→ What you have to do
Report back every line in the data that includes the string "soil".

→ Supplied records

>>>>>

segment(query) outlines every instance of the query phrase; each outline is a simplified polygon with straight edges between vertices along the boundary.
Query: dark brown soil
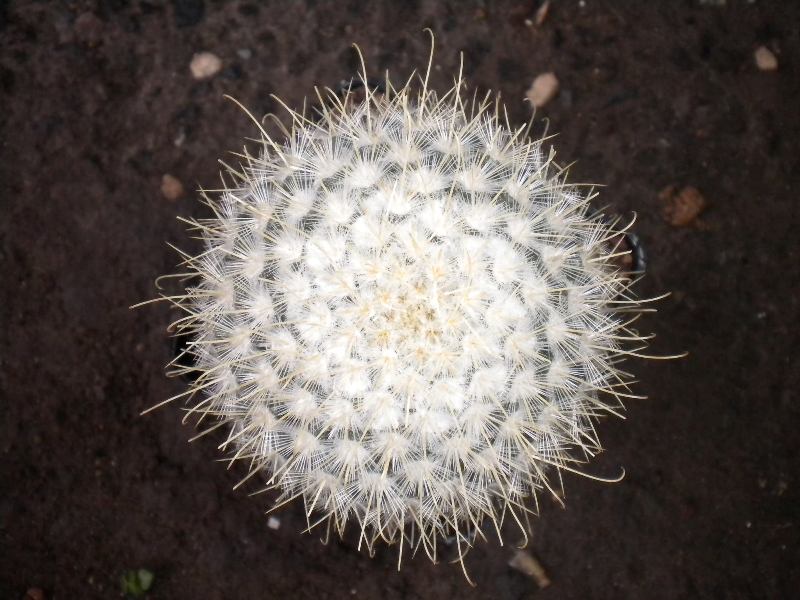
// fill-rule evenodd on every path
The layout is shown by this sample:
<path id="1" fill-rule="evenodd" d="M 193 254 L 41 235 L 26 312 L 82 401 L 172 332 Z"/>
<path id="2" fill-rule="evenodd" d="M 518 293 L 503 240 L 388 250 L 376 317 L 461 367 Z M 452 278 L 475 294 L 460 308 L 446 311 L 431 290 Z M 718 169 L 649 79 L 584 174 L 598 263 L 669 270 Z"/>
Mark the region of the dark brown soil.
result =
<path id="1" fill-rule="evenodd" d="M 796 597 L 800 4 L 564 0 L 540 28 L 537 2 L 273 4 L 0 2 L 0 597 L 119 597 L 140 567 L 154 599 Z M 255 135 L 223 94 L 299 106 L 354 72 L 352 42 L 403 79 L 424 27 L 435 86 L 463 51 L 513 123 L 557 74 L 539 116 L 573 180 L 638 213 L 641 293 L 673 291 L 646 323 L 654 349 L 691 353 L 636 363 L 650 399 L 600 425 L 590 470 L 624 481 L 565 475 L 566 510 L 544 503 L 542 592 L 495 541 L 469 555 L 470 588 L 424 556 L 398 573 L 394 550 L 323 546 L 297 506 L 269 529 L 270 498 L 232 491 L 218 438 L 187 444 L 179 406 L 139 416 L 182 383 L 163 374 L 170 311 L 128 306 L 178 262 L 164 242 L 187 245 L 176 214 L 202 213 L 193 193 L 165 200 L 162 175 L 214 187 L 217 158 Z M 777 71 L 756 68 L 762 44 Z M 224 67 L 198 82 L 201 50 Z M 663 219 L 668 185 L 701 192 L 698 222 Z"/>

<<<<<

→ Written solution
Query: dark brown soil
Mark the region of the dark brown soil.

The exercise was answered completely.